YOUR TASK:
Duplicate every line of the items below, leaving out the pictures.

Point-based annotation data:
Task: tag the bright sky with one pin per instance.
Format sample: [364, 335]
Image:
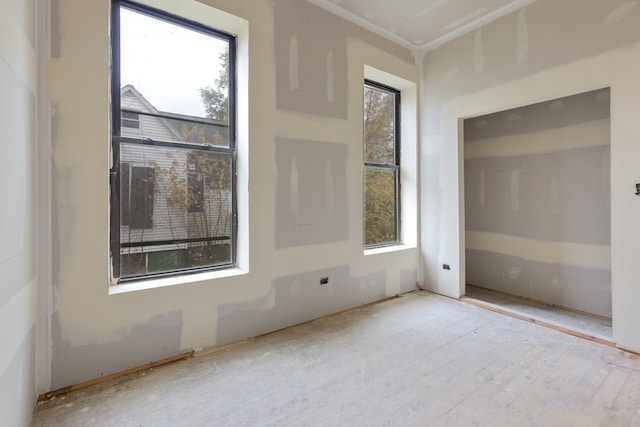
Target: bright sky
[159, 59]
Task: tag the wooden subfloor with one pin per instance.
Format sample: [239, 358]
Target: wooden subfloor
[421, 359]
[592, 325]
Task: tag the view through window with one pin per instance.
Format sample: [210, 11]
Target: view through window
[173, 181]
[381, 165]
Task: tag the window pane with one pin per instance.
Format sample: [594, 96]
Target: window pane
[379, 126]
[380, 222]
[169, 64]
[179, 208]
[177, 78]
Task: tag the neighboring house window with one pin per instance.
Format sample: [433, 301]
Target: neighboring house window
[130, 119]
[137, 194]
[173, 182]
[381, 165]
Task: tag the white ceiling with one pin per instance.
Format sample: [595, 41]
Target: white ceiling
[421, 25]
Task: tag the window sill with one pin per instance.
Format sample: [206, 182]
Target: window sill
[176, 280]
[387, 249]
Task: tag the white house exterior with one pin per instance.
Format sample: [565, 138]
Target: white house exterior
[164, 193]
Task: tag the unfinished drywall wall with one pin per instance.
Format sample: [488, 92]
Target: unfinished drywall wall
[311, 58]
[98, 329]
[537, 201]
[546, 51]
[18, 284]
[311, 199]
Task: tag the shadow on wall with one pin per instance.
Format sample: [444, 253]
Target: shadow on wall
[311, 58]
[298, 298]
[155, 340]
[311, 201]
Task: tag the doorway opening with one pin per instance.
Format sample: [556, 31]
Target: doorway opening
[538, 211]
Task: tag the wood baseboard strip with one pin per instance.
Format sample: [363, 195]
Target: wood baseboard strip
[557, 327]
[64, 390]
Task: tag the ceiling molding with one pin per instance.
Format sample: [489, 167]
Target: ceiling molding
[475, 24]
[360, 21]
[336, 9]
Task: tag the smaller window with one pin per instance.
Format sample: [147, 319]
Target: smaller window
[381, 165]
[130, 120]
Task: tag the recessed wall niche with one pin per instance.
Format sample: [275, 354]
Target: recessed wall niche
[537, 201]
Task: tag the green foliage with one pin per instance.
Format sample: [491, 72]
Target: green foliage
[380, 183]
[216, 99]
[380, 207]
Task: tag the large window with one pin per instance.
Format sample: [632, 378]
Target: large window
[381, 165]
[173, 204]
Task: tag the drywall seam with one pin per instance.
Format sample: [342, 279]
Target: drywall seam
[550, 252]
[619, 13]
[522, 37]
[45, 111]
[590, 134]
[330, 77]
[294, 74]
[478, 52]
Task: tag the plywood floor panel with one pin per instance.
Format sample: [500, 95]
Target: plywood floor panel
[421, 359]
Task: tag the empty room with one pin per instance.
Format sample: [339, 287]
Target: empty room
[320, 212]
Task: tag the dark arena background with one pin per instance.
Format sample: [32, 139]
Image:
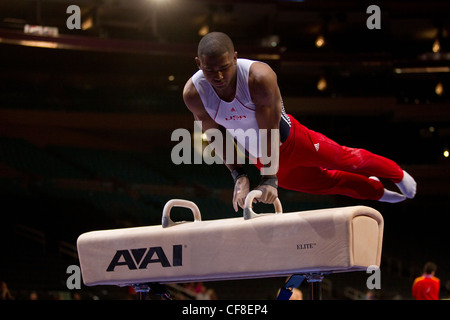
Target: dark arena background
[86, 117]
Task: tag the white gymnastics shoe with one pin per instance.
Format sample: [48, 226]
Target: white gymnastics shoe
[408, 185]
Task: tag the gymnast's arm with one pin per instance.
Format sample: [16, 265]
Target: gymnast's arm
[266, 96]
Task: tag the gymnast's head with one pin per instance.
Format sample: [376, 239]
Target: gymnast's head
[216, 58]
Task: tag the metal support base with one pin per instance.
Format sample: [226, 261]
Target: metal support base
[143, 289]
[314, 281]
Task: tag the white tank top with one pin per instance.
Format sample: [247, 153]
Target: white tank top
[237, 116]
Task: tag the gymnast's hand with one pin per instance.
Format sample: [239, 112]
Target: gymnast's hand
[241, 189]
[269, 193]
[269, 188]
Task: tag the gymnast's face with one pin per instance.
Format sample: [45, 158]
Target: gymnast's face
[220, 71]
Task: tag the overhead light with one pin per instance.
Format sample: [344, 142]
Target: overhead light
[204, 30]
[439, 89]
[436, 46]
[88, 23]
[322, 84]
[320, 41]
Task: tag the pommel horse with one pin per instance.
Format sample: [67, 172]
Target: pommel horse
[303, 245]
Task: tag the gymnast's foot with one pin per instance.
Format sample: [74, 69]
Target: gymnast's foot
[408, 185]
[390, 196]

WORKED ANSWER:
Task: tag the bright sky with one pin per instance.
Format sample: [364, 335]
Image:
Target: bright sky
[159, 59]
Task: tag the wooden subfloor with one pin per instance.
Format sample: [239, 358]
Target: wooden subfloor
[421, 359]
[592, 325]
Task: tag the view through window with one pin per instance.
Format sample: [210, 11]
Target: view through window
[173, 181]
[381, 165]
Task: tag the window pane with one pin per instance.
Format sample: [594, 96]
Target: window pane
[379, 126]
[380, 222]
[169, 64]
[179, 208]
[177, 78]
Task: tag the neighboring house window with one pin per instance.
Format sample: [433, 301]
Target: neighboring house window
[130, 119]
[137, 194]
[173, 182]
[381, 165]
Task: tag the white ceiling with one pin per instance.
Format sample: [595, 41]
Target: white ceiling
[421, 25]
Task: tag the window sill with one pin per instance.
Format sample: [206, 182]
Target: window sill
[176, 280]
[387, 249]
Task: tag the white house exterior with one pin per instance.
Format sample: [565, 138]
Target: white house exterior
[164, 193]
Task: tag the unfinished drywall wall with one pin per instance.
Format sample: [488, 92]
Target: unfinished drywall wall
[311, 58]
[98, 329]
[537, 201]
[546, 51]
[18, 284]
[311, 199]
Task: tag the shadow on wall with one pin per instance.
Format sample: [444, 253]
Target: shadow on wall
[311, 58]
[298, 298]
[155, 340]
[311, 201]
Task: tag the doorway opening with one pin per instance.
Format sample: [556, 31]
Target: doorway opening
[538, 211]
Task: tag the wood baseboard strip with one pin per instance.
Format sample: [363, 195]
Target: wood baseboard strip
[557, 327]
[64, 390]
Task: tag the ceiling molding with one pin per instance.
Format sample: [489, 167]
Target: ceiling molding
[475, 24]
[360, 21]
[336, 9]
Task: tag the smaller window with one pin per instance.
Format sample: [147, 319]
Target: smaller window
[381, 165]
[130, 120]
Task: tag the recessed wall niche with one pin per instance.
Format sample: [275, 354]
Target: recessed wall niche
[537, 201]
Task: tag the green foliage with one pin per instance.
Format sample: [491, 72]
Target: green foliage
[380, 183]
[216, 99]
[380, 207]
Task: tag the large window with one pin per instance.
Format sample: [632, 378]
Target: large window
[381, 165]
[173, 204]
Task: tag the drywall seam with one pin per instance.
Format sample: [342, 279]
Target: drywall seam
[550, 252]
[619, 13]
[522, 37]
[45, 111]
[590, 134]
[330, 77]
[294, 74]
[478, 52]
Task: tag the plywood floor panel with one pin per instance.
Format sample: [500, 95]
Target: plywood floor panel
[421, 359]
Task: tag the empty room with one pin per instance.
Format sample: [339, 287]
Target: empty room
[320, 212]
Task: tag the dark arena background with one pin per instance.
Format sample: [32, 139]
Image:
Target: dark arena background
[86, 117]
Task: tag the white gymnastics shoe with one pin per instance.
Format sample: [48, 226]
Target: white gymnastics shoe
[408, 185]
Task: tag the gymnast's arm with one pin per instance.
Format sample: [16, 265]
Target: gymnast's arm
[266, 96]
Task: tag the gymnast's head with one pin per instance.
Format sample: [376, 239]
Target: gymnast's head
[216, 58]
Task: tag the metal support base with one pin per instance.
Format sample: [226, 261]
Target: metal support base
[143, 289]
[314, 281]
Task: tag the white tank top with one pin per instance.
Format sample: [247, 153]
Target: white tank top
[237, 116]
Task: tag the gymnast's hand with one pin per instance.
Format sample: [239, 112]
Target: gymnast's hand
[241, 189]
[269, 193]
[269, 188]
Task: tag the gymnast's face with one pin per instance.
Format sample: [45, 158]
Target: gymnast's face
[220, 71]
Task: tag the overhead light with one pin per instance.
Format sample: [344, 142]
Target: overhead light
[204, 30]
[439, 89]
[436, 46]
[88, 23]
[322, 84]
[320, 41]
Task: tag the pommel horse with one pin per instance.
Format sample: [67, 172]
Target: pommel horse
[303, 245]
Task: tag the gymnast's foot with one pin per instance.
Format sample: [74, 69]
Target: gymnast's foot
[408, 185]
[390, 196]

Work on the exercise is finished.